*** 出典

P_newおよびS_newは、それぞれ、PおよびSと同一のデータゾーンに生成することができる。管理データストアにおけるRDSインスタンスの状態は、「IN_MODIFICATION」等の値に更新することができる。インスタンス識別子は、ワークフローによりスケーリングのためにデータベースが停止されるとき、1次レプリカおよび/または2次レプリカの回復がトリガされないよう、イベントプロセッサから登録を取り消すことができる。2次インスタンスの状態は、「IN_MODIFICATION」等の値に更新することができる。2次レプリカ上において、ホストマネージャは、例えば、データベースを停止し、(例えば、BLRM切断コマンドを発行することにより)1次インスタンスから切断し、すべてのファイルシステムをアンマウントし、すべてのボリュームグループを不活性化すること等により、既存のブロックストレージ機構の使用を停止するようリクエストすることができる。ブロックストレージボリュームは、Sからデタッチされ、S_newにアタッチされる。次いで、ホストマネージャはS_new上にインストールされ、ボリュームグループを活性化するよう要求することができる。次いで、1次レプリカが、例えば、データベースをシャットダウンし、ボリュームをアンマウントすること等により、停止することができ、すべてのブロックストレージボリュームをデタッチすることができる。S_newへのフェイルオーバは、データベースエンドポイントをS_newにポイントすることにより開始することができる。これにより、S_newが新規1次レプリカとなる。S_new上のホストマネージャがファイルシステムをマウントするよう要求される可能性があり、クレデンシャル(例えば、RPM公開鍵)は新規インスタンス上のホストマネージャに送られる可能性がある。次いで、S_new上のホストマネージャがデータベースを開始するよう要求される可能性があり、データベースはAVAILABLEと標識される可能性がある。この段階で、2次が生成途中であるにも関わらず、データベースの使用準備が整ったことになる。次のステップとして、P_newインスタンスを開始することができ、以前PにアタッチされていたブロックストレージボリュームをP_newにアタッチすることができる。ホストマネージャをP_new上にインストールすることができ、BLRM設定ファイルがインストールされる。この実施形態においては、いかなるファイルシステムも、この時点ではP_newにマウントされていない。次いで、S_newをP_newに接続し接続状態を確認するコマンドを、S_new上のホストマネージャに対して発行することができる。次いで、スケーリングされたレプリカを、顧客によるアクセスのために提供することができる。

******
*** 提供データ

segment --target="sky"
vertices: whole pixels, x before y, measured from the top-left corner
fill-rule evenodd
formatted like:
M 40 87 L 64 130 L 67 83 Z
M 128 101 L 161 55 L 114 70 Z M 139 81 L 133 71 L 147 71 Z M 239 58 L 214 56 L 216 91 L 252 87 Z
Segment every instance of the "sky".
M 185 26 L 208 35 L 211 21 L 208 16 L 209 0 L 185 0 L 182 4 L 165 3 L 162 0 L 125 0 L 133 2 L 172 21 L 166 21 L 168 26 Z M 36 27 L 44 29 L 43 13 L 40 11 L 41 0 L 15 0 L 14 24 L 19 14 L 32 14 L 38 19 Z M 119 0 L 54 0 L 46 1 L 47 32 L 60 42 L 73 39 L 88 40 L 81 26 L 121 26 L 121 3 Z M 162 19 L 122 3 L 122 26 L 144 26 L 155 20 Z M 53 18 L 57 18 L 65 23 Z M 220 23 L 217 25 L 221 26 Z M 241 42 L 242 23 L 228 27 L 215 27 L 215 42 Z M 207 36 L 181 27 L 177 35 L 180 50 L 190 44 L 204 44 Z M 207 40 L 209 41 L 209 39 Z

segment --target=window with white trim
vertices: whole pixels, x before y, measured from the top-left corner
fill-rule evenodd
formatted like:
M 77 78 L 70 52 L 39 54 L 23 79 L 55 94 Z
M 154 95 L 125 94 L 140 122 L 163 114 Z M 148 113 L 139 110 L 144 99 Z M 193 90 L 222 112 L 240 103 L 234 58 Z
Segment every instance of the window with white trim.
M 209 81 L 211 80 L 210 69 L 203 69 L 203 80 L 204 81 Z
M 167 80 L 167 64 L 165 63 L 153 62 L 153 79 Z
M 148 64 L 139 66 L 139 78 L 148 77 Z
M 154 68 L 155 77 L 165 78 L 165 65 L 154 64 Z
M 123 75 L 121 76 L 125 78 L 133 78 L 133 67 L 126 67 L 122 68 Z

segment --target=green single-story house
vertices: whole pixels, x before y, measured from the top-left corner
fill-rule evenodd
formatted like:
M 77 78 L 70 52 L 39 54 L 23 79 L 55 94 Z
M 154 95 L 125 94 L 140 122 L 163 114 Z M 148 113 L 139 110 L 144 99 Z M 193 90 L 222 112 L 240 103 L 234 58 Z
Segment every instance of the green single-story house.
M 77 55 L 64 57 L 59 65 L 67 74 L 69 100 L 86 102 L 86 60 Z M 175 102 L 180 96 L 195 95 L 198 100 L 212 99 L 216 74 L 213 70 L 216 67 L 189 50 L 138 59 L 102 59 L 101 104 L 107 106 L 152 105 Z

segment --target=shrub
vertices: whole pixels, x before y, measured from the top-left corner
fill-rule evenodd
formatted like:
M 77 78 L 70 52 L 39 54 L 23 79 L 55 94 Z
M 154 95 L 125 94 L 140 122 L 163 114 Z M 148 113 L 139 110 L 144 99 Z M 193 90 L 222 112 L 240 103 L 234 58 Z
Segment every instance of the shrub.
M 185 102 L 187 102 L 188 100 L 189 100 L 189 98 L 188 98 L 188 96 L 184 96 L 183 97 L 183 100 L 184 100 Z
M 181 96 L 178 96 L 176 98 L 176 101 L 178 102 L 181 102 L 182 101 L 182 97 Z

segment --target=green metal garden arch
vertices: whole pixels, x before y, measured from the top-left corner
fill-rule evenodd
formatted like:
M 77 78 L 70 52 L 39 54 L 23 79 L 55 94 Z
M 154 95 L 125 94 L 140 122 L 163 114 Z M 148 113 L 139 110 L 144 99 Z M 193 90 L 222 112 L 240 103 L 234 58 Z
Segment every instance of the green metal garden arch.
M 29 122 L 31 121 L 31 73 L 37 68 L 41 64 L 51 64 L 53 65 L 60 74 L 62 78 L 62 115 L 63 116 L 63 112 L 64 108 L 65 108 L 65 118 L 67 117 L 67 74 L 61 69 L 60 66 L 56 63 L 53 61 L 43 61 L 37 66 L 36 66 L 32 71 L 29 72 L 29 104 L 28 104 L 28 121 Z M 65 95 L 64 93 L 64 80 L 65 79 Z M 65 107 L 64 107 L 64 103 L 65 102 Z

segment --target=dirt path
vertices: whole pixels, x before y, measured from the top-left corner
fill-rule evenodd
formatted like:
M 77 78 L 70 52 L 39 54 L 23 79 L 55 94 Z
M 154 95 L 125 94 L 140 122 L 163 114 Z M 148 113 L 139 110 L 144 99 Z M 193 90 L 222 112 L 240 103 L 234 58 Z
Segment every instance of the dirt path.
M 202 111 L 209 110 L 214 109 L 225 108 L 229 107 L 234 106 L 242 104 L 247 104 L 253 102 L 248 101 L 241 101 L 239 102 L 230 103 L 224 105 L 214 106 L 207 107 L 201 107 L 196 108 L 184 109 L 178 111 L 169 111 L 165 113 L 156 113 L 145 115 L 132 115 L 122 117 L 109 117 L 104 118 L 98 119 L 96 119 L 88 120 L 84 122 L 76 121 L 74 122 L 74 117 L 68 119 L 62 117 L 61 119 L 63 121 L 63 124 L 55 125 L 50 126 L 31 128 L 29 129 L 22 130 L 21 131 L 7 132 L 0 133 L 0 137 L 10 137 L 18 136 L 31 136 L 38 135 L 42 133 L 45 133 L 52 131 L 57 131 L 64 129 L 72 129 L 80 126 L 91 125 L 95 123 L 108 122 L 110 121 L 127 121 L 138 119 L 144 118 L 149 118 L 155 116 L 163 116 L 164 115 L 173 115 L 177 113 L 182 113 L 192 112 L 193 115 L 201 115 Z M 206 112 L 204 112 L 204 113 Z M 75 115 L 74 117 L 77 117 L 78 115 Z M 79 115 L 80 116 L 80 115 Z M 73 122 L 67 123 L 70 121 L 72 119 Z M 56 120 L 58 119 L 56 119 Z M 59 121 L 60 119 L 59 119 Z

******

■ 設定課題
レプリカのスケーリング手順を述べた本文では、インスタンス識別子をイベントプロセッサから登録解除するのはなぜか。1～3文で説明せよ。 本文だけを根拠にして答えること。

■ 演習の結果
ワークフローがスケーリングのためにデータベースを停止したときに、1次レプリカや2次レプリカの回復がトリガされないようにするためである。